| Text shown |
↓

Ted Rubin: Really, do we have the next five hours? I mean I would say the most dramatic thing, there’s two things that have changed. First of all, obviously change is happening a lot more rapidly, so things progress a lot quicker. I mean perfect example I always love to give is that … Let’s see, it’s 2018. I think it was 2014, well, maybe 2015 when I went to CBS and every CEO from every major car company was at CBS making pronouncements about how self driving cars would never happen.

Ted Rubin: They talked about the regulation and the laws and the technology and literally, one year later… and again, someone in the audience might correct my exact timing but it was one year later, I think it was 2016, none of them came, they all sent a representative and they were all taking about how they were working on self driving cars, you know.

Ted Rubin: I mean it was a year later and their entire perspective and their entire direction had changed and by the way, this was not that they were hiding something. This was the CEOs making proclamations that it’s a waste of time to be thinking about this so I think the pace of change is very quickly, but one of the things I think people are finally starting to realize and … or at least I’m hoping, because I have been preaching about it for years, is the important of relationships.

Ted Rubin: A lot of people started believing that relationships were not that important. Everything could scale, mass merchandising, putting out emails, getting … Oh, my god, social media, it was going to make everything … You wouldn’t have to go out and meet anybody, but what’s really happened is our world has become incredibly commoditized.

↑

| Task instructions |
1. Translate this sentence from the transcript into Spanish: "A lot of people started believing that relationships were not that important."
2. Transcribe the part of the transcript that begins at the words "Ted Rubin: I" and stops after the words "become incredibly commoditized.".
The records that come after the transcript are separate material.

| Provided records |
↓

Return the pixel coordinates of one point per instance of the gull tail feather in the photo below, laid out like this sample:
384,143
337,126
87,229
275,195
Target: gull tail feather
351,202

↑

| Task results |
1. Mucha gente empezó a creer que las relaciones no eran tan importantes.

2.
Ted Rubin: I mean it was a year later and their entire perspective and their entire direction had changed and by the way, this was not that they were hiding something. This was the CEOs making proclamations that it’s a waste of time to be thinking about this so I think the pace of change is very quickly, but one of the things I think people are finally starting to realize and … or at least I’m hoping, because I have been preaching about it for years, is the important of relationships.

Ted Rubin: A lot of people started believing that relationships were not that important. Everything could scale, mass merchandising, putting out emails, getting … Oh, my god, social media, it was going to make everything … You wouldn’t have to go out and meet anybody, but what’s really happened is our world has become incredibly commoditized.